*Aim of the exercise:* The data below is to be transcribed word for word; pictures are to be excluded.

*Records for the task:*

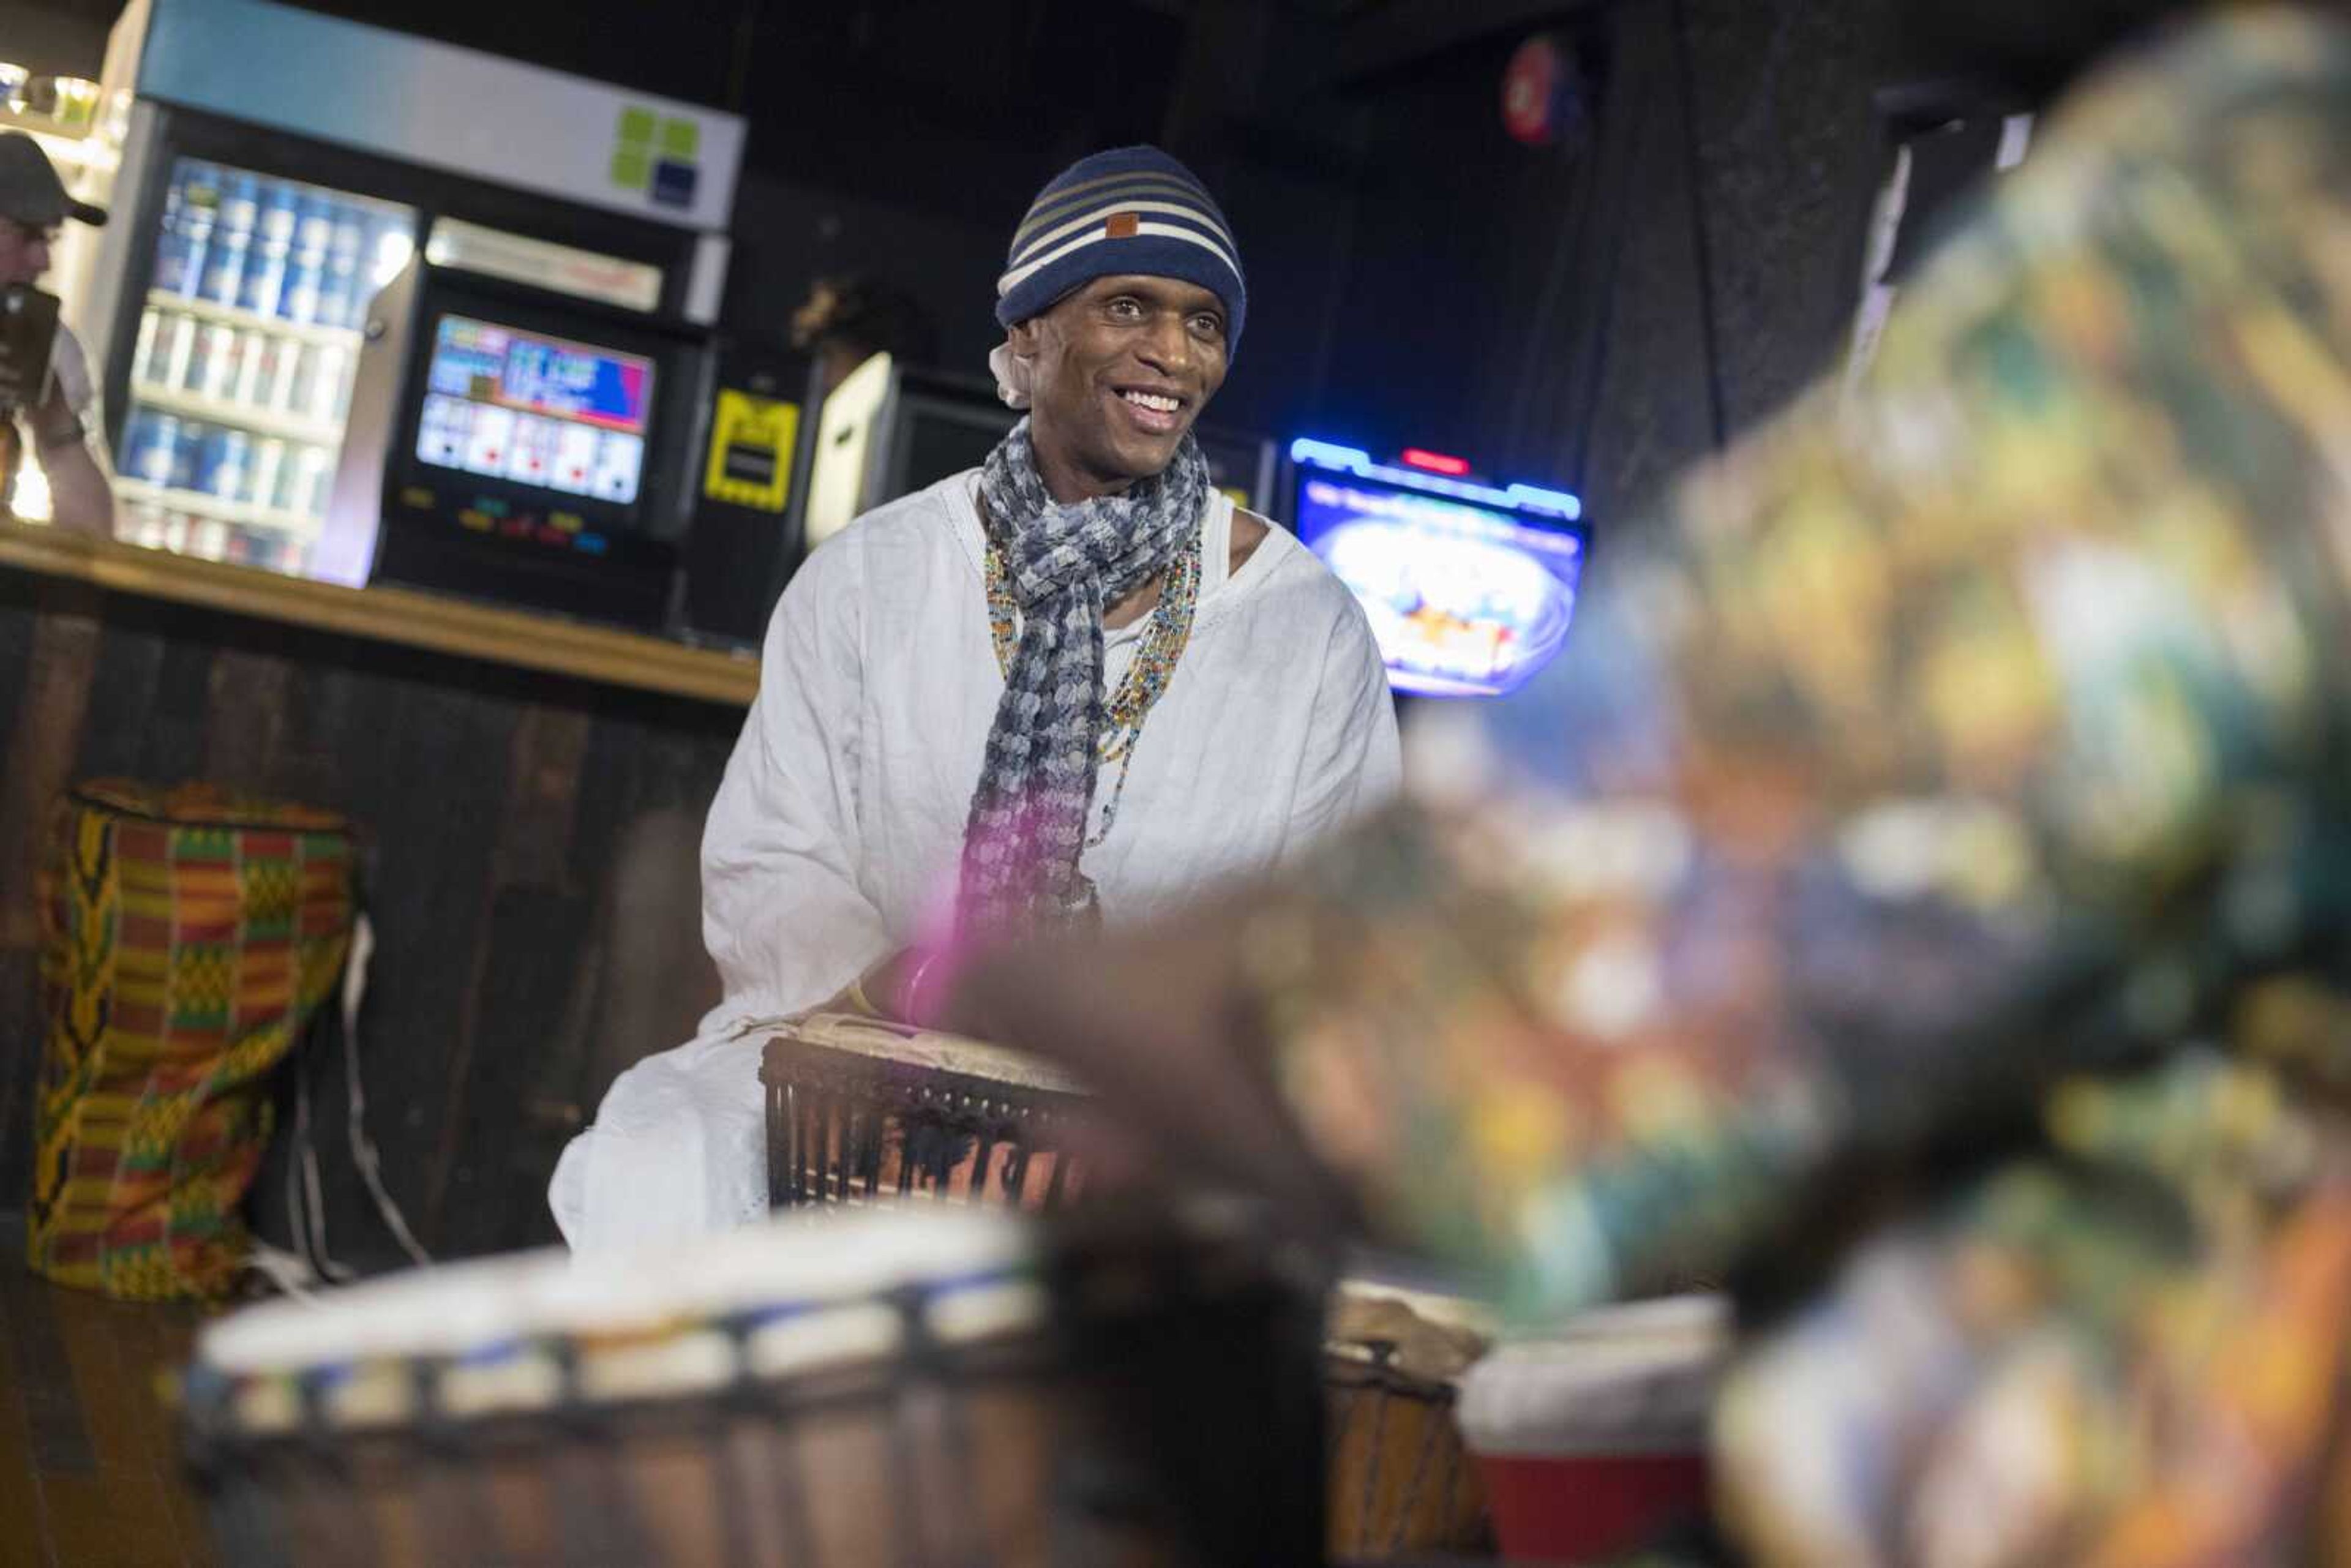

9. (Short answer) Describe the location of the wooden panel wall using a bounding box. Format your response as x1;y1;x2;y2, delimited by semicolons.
0;569;739;1270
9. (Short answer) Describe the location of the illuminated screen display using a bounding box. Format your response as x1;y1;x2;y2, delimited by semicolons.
1294;476;1585;697
414;314;654;504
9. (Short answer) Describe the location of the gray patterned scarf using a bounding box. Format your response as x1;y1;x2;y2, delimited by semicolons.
959;417;1209;937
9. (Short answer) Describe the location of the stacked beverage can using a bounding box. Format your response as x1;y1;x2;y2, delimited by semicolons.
319;206;364;330
238;181;298;318
201;172;257;307
141;312;197;389
285;446;334;518
128;309;160;386
231;331;278;408
119;410;184;488
305;343;352;424
187;321;236;399
218;329;257;402
194;429;251;501
282;193;332;326
116;501;165;550
153;160;217;298
247;438;290;515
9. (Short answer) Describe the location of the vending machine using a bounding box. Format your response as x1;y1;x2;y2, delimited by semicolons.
111;160;419;572
77;0;742;587
0;66;129;527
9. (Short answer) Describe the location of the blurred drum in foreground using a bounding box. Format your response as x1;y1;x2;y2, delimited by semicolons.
181;1200;1329;1566
1325;1273;1495;1558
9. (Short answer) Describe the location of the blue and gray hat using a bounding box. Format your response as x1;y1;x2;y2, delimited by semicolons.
994;145;1246;356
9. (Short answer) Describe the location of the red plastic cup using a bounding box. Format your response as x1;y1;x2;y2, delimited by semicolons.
1457;1295;1725;1564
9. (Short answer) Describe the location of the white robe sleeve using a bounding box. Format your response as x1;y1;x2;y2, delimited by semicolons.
1281;602;1403;854
548;536;887;1254
699;532;891;1022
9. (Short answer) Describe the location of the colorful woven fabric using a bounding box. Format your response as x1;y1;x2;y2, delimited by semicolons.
31;781;353;1300
1238;10;2351;1564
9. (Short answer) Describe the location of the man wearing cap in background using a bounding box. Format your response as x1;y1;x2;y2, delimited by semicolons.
550;145;1400;1253
789;272;940;402
0;130;113;536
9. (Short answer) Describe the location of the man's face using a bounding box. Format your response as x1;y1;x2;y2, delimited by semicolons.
0;218;56;288
1011;274;1229;496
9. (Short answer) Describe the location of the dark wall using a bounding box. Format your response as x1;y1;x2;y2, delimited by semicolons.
710;0;1887;500
720;169;1007;386
0;1;113;77
1558;0;1888;522
284;0;743;110
1170;0;1888;508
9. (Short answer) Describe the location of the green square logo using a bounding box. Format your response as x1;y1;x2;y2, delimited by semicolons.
613;103;699;201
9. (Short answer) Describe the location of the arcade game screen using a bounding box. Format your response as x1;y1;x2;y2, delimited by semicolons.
1293;471;1586;697
414;315;655;505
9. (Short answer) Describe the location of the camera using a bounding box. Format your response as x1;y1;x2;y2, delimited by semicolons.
1;281;61;416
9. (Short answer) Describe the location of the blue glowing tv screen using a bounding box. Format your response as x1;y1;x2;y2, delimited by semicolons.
1292;473;1588;697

*Solution to this exercise:*
9. (Short answer) Describe the location of the wooden panel wall using a bounding box. Format your response as x1;y1;x2;y2, delimited by semicolons.
0;569;739;1270
9. (Short answer) Describe the location of the illuminated screen display using a bounding box. Format your response as x1;y1;x2;y2, delimited by semicolons.
1294;476;1585;697
414;314;654;504
9. (Short answer) Describe the location of the gray patterned scarf using a bounding box. Format your response as x1;y1;x2;y2, delimited by semicolons.
959;417;1209;937
9. (Short answer) Describe the location of the stacked beverage can using a bounding box. Format your response as x1;y1;x2;y2, delimited by semicolons.
319;206;364;330
238;181;298;318
201;172;257;307
141;312;197;389
285;446;334;518
128;309;160;386
231;331;278;408
119;410;184;488
305;343;352;424
187;321;236;399
218;329;257;402
194;429;251;501
282;193;332;326
116;501;165;550
153;160;217;298
247;438;290;515
9. (Short answer) Describe the location of the vending machine using a bounding box. Format your response as x1;y1;x2;y2, delimited by semicolons.
111;160;419;572
77;0;742;587
0;66;129;527
9. (Short answer) Describe the location of the blurred drum in foreground using a bounding box. Format your response as x1;y1;x2;y2, delimited by semicolons.
181;1200;1329;1566
1325;1273;1495;1558
9. (Short answer) Describe the location of the blue and gray hat using a bounding box. Format your response as x1;y1;x2;y2, delimited by semicolons.
994;145;1246;356
9. (Short answer) Describe the location of the red plastic cup using a bounding box. Format your response as x1;y1;x2;y2, delimited by semicolons.
1457;1295;1725;1564
9. (Short answer) Describe the location of the white robe sleeve using a bounding box. Format your response as x1;y1;x2;y2, delimited by semicolons.
1281;602;1403;854
548;536;887;1254
699;532;891;1022
9. (Short answer) Describe the location of the colorful woven fabric using a bounding box. Format your response as x1;y1;x2;y2, delimited by semicolons.
31;781;353;1300
1238;10;2351;1564
9. (Short answer) Describe the location of the man wearing cap in background using a bounding box. Format your response as x1;y1;x2;y2, delimited by semicolons.
550;145;1400;1253
789;272;940;402
0;130;113;536
9. (Short answer) Describe the location of the man's face using a bounding box. Format your response as x1;y1;x2;y2, delimited by semicolons.
0;218;56;288
1011;274;1229;496
9. (Short answer) Describe the location of the dark wall using a bounding box. Format your response as x1;y1;x2;y2, delimited by semicolons.
710;0;1887;500
720;169;1007;386
0;1;113;77
1558;0;1888;522
284;0;743;110
1170;0;1888;508
9. (Short answer) Describe the location of the green square logo using a bounding box. Format your response as x1;y1;x2;y2, delimited by semicolons.
613;103;699;201
9. (Short answer) Describe the location of the arcade game screen using a bounding box. Format your response as x1;y1;x2;y2, delimited by semicolons.
1293;471;1586;697
414;315;655;505
9. (Short answer) Describe the location of the camera using a bounding box. Format your response as x1;y1;x2;y2, delimited by semicolons.
1;281;61;416
9. (Short answer) Describe the location of the blue glowing tv screen using a bounding box. Format your response as x1;y1;x2;y2, delimited by semicolons.
1292;473;1588;697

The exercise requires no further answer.